→ Your instructions
Present every one of the entries below as a Markdown table with two columns, Row and Line, numbering the rows and skipping any blank lines. Leave the pictures out of the table.

→ Records supplied
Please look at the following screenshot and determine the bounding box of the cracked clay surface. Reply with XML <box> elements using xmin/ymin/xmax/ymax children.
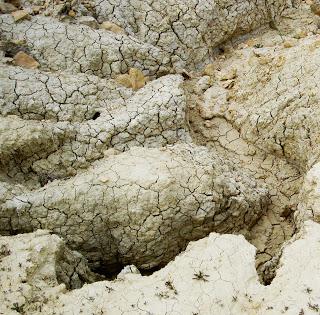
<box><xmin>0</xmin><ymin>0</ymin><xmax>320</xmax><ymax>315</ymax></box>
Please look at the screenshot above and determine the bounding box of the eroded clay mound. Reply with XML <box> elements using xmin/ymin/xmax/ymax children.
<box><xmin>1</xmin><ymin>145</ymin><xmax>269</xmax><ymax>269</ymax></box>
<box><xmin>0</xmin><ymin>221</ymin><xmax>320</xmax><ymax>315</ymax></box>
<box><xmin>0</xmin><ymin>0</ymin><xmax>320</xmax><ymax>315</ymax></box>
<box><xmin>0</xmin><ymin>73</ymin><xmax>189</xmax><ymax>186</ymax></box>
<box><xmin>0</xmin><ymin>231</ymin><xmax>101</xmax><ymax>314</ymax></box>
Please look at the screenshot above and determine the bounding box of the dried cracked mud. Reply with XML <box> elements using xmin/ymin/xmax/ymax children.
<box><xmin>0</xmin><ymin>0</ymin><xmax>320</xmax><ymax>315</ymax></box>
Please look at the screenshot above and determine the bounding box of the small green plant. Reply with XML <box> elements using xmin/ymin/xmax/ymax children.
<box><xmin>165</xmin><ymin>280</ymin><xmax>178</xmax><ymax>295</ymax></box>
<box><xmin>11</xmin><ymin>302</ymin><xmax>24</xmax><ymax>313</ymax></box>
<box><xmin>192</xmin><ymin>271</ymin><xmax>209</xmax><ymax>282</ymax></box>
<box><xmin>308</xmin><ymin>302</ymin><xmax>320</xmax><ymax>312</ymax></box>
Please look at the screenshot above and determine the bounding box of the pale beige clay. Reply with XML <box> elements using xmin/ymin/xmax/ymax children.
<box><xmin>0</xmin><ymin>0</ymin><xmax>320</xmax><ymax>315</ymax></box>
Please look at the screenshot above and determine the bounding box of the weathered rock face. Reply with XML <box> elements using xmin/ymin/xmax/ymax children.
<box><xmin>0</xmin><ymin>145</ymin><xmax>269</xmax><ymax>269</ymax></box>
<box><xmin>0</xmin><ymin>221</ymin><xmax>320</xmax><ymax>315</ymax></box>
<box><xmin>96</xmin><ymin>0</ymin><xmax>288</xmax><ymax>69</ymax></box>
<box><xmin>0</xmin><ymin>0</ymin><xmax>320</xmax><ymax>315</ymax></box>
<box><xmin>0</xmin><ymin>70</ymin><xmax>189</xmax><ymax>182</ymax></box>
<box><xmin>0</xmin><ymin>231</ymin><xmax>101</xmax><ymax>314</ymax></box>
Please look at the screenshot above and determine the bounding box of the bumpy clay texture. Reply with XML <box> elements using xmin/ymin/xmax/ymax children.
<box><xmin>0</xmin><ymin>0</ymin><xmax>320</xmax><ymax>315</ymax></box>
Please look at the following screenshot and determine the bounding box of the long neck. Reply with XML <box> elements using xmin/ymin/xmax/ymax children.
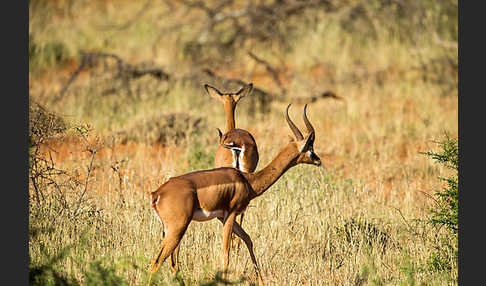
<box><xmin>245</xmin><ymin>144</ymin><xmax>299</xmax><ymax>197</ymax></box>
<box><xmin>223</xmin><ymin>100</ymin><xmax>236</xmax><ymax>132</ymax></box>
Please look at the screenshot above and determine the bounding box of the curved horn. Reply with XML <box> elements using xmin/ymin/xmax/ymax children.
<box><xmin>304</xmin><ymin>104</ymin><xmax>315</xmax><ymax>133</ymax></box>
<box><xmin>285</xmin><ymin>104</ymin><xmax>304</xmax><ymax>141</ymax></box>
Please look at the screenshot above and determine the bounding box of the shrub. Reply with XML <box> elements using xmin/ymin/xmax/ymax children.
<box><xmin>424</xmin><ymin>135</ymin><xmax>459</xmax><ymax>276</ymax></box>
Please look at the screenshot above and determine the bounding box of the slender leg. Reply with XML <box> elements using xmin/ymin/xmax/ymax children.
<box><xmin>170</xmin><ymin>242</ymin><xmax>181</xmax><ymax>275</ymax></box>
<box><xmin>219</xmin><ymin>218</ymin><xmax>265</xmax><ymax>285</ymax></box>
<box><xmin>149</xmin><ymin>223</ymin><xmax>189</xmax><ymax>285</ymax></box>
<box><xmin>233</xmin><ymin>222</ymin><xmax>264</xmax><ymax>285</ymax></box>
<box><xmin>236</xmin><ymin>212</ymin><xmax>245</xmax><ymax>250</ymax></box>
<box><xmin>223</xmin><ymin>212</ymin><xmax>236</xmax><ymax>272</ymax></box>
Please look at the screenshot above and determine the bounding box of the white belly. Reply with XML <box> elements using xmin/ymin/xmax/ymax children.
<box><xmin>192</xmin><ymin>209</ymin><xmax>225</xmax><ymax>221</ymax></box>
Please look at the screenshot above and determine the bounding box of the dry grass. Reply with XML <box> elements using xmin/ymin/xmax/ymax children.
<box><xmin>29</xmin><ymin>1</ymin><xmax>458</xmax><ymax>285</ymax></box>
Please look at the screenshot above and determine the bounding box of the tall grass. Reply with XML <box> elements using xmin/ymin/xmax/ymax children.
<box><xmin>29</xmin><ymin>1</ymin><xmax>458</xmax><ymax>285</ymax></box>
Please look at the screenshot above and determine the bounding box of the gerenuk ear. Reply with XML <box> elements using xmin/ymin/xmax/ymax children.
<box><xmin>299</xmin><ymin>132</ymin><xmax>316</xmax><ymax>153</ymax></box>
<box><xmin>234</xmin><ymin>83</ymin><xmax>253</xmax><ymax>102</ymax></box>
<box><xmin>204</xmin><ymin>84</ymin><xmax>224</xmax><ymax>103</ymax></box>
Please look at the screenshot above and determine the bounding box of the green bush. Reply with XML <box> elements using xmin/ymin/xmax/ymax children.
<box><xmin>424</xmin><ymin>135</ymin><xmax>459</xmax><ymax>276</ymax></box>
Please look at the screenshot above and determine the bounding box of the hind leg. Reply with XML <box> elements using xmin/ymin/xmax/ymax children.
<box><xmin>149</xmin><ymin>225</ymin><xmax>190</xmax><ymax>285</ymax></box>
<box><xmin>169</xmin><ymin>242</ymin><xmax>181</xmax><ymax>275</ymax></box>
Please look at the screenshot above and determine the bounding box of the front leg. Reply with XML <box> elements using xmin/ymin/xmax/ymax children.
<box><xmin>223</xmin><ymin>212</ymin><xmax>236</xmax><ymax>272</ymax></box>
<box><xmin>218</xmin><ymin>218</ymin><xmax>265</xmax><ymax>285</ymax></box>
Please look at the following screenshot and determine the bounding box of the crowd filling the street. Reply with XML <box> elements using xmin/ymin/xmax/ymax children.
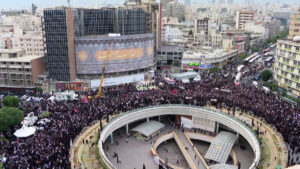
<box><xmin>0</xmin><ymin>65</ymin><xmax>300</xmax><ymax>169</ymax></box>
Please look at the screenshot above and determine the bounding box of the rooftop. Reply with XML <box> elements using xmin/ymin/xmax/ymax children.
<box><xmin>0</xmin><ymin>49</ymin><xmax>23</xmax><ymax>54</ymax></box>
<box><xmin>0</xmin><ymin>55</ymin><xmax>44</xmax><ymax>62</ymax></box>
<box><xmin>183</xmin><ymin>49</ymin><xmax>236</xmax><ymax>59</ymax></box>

→ Written answer
| Row | Line |
|---|---|
| 1 | Please look at the following screenshot and determine the bounding box of the cracked clay surface. Reply with XML <box> elements using xmin/ymin/xmax/ymax children. |
| 2 | <box><xmin>0</xmin><ymin>0</ymin><xmax>320</xmax><ymax>315</ymax></box> |
| 3 | Please look at the screenshot above and determine the bounding box of the eroded clay mound. Reply with XML <box> elements using xmin/ymin/xmax/ymax children. |
| 4 | <box><xmin>1</xmin><ymin>145</ymin><xmax>269</xmax><ymax>269</ymax></box> |
| 5 | <box><xmin>0</xmin><ymin>221</ymin><xmax>320</xmax><ymax>315</ymax></box> |
| 6 | <box><xmin>0</xmin><ymin>0</ymin><xmax>320</xmax><ymax>315</ymax></box> |
| 7 | <box><xmin>0</xmin><ymin>73</ymin><xmax>189</xmax><ymax>186</ymax></box> |
| 8 | <box><xmin>0</xmin><ymin>231</ymin><xmax>101</xmax><ymax>314</ymax></box> |
| 9 | Please look at the screenshot above and determine the bounding box of the dried cracked mud. Reply with XML <box> elements using xmin/ymin/xmax/ymax children. |
| 10 | <box><xmin>0</xmin><ymin>0</ymin><xmax>320</xmax><ymax>315</ymax></box> |
| 11 | Please look at the screenshot above and determine the bounding box of the small green plant. Reply with XML <box> elements using xmin/ymin/xmax/ymax children. |
| 12 | <box><xmin>165</xmin><ymin>280</ymin><xmax>178</xmax><ymax>295</ymax></box> |
| 13 | <box><xmin>11</xmin><ymin>302</ymin><xmax>24</xmax><ymax>313</ymax></box> |
| 14 | <box><xmin>192</xmin><ymin>271</ymin><xmax>209</xmax><ymax>282</ymax></box> |
| 15 | <box><xmin>308</xmin><ymin>302</ymin><xmax>320</xmax><ymax>312</ymax></box> |
| 16 | Please look at the screenshot above and determine the bounding box of the pale beige clay. Reply with XML <box> elements using xmin/ymin/xmax/ymax children. |
| 17 | <box><xmin>0</xmin><ymin>0</ymin><xmax>320</xmax><ymax>315</ymax></box> |
| 18 | Please look at the screenshot above and determine the bounding box of the weathered rock face. Reply with XML <box> elements using xmin/ymin/xmax/ymax children. |
| 19 | <box><xmin>0</xmin><ymin>145</ymin><xmax>269</xmax><ymax>269</ymax></box> |
| 20 | <box><xmin>0</xmin><ymin>221</ymin><xmax>320</xmax><ymax>315</ymax></box> |
| 21 | <box><xmin>96</xmin><ymin>0</ymin><xmax>288</xmax><ymax>69</ymax></box> |
| 22 | <box><xmin>0</xmin><ymin>0</ymin><xmax>320</xmax><ymax>315</ymax></box> |
| 23 | <box><xmin>0</xmin><ymin>70</ymin><xmax>189</xmax><ymax>182</ymax></box> |
| 24 | <box><xmin>0</xmin><ymin>231</ymin><xmax>101</xmax><ymax>314</ymax></box> |
| 25 | Please look at the screenshot above and determine the bounding box of the bumpy clay texture. Reply with XML <box> elements using xmin/ymin/xmax/ymax children. |
| 26 | <box><xmin>0</xmin><ymin>0</ymin><xmax>320</xmax><ymax>315</ymax></box> |
| 27 | Please look at the following screenshot and determine the bounding box of the long neck. Reply with XML <box> elements using xmin/ymin/xmax/ymax children. |
| 28 | <box><xmin>245</xmin><ymin>144</ymin><xmax>299</xmax><ymax>197</ymax></box> |
| 29 | <box><xmin>223</xmin><ymin>100</ymin><xmax>236</xmax><ymax>132</ymax></box> |
| 30 | Please look at the screenshot above and determine the bounding box of the curved horn. Reply with XML <box> elements using xmin/ymin/xmax/ymax children. |
| 31 | <box><xmin>304</xmin><ymin>104</ymin><xmax>315</xmax><ymax>133</ymax></box> |
| 32 | <box><xmin>285</xmin><ymin>104</ymin><xmax>304</xmax><ymax>141</ymax></box> |
| 33 | Please look at the screenshot above and determine the bounding box of the shrub. Reply with XML <box> elements using xmin/ymin/xmax/ymax children. |
| 34 | <box><xmin>424</xmin><ymin>135</ymin><xmax>459</xmax><ymax>276</ymax></box> |
| 35 | Please look at the screenshot above and determine the bounding box of the slender leg. Reply with XML <box> elements using xmin/ymin/xmax/ymax children. |
| 36 | <box><xmin>170</xmin><ymin>242</ymin><xmax>181</xmax><ymax>275</ymax></box> |
| 37 | <box><xmin>219</xmin><ymin>218</ymin><xmax>265</xmax><ymax>285</ymax></box> |
| 38 | <box><xmin>149</xmin><ymin>223</ymin><xmax>189</xmax><ymax>285</ymax></box> |
| 39 | <box><xmin>233</xmin><ymin>222</ymin><xmax>264</xmax><ymax>285</ymax></box> |
| 40 | <box><xmin>236</xmin><ymin>212</ymin><xmax>245</xmax><ymax>250</ymax></box> |
| 41 | <box><xmin>223</xmin><ymin>212</ymin><xmax>236</xmax><ymax>272</ymax></box> |
| 42 | Please look at the screenshot above and determine the bounding box of the white belly. Reply with XML <box> elements using xmin/ymin/xmax/ymax children. |
| 43 | <box><xmin>192</xmin><ymin>209</ymin><xmax>225</xmax><ymax>221</ymax></box> |
| 44 | Please look at the screenshot above and determine the bounding box of the dry grass. Reply with XML <box> elements using xmin/ymin/xmax/ymax children. |
| 45 | <box><xmin>29</xmin><ymin>1</ymin><xmax>458</xmax><ymax>285</ymax></box> |
| 46 | Please look at the screenshot above and determine the bounding box of the tall grass. Reply with XML <box> elements using xmin/ymin/xmax/ymax children. |
| 47 | <box><xmin>29</xmin><ymin>1</ymin><xmax>458</xmax><ymax>285</ymax></box> |
| 48 | Please look at the screenshot above and determine the bounding box of the gerenuk ear. Reply with XML <box> elements using xmin/ymin/xmax/ymax children. |
| 49 | <box><xmin>299</xmin><ymin>132</ymin><xmax>316</xmax><ymax>153</ymax></box> |
| 50 | <box><xmin>234</xmin><ymin>83</ymin><xmax>253</xmax><ymax>102</ymax></box> |
| 51 | <box><xmin>204</xmin><ymin>84</ymin><xmax>224</xmax><ymax>103</ymax></box> |
| 52 | Please look at the screenshot above and determine the bounding box of the green bush. Reply with XML <box> elements using xmin/ymin/xmax/ymax children. |
| 53 | <box><xmin>424</xmin><ymin>135</ymin><xmax>459</xmax><ymax>276</ymax></box> |
| 54 | Please look at the screenshot above and determine the bounding box of the hind leg. Reply with XML <box> elements using xmin/ymin/xmax/ymax children. |
| 55 | <box><xmin>149</xmin><ymin>225</ymin><xmax>190</xmax><ymax>285</ymax></box> |
| 56 | <box><xmin>169</xmin><ymin>242</ymin><xmax>181</xmax><ymax>275</ymax></box> |
| 57 | Please look at the screenshot above and determine the bounding box of the front leg. Reply with XML <box> elements using xmin/ymin/xmax/ymax children. |
| 58 | <box><xmin>223</xmin><ymin>212</ymin><xmax>236</xmax><ymax>272</ymax></box> |
| 59 | <box><xmin>218</xmin><ymin>218</ymin><xmax>265</xmax><ymax>285</ymax></box> |
| 60 | Please look at the following screenshot and determine the bounding box of the crowd filling the street. Reply with XML <box> elements using xmin/ymin/xmax/ymax children. |
| 61 | <box><xmin>0</xmin><ymin>65</ymin><xmax>300</xmax><ymax>169</ymax></box> |
| 62 | Please look at the screenshot above and determine the bounding box of the rooftop. Reply with XML <box> elements using xmin/ymin/xmax/ymax children. |
| 63 | <box><xmin>0</xmin><ymin>49</ymin><xmax>23</xmax><ymax>54</ymax></box> |
| 64 | <box><xmin>0</xmin><ymin>55</ymin><xmax>44</xmax><ymax>62</ymax></box> |
| 65 | <box><xmin>183</xmin><ymin>49</ymin><xmax>236</xmax><ymax>59</ymax></box> |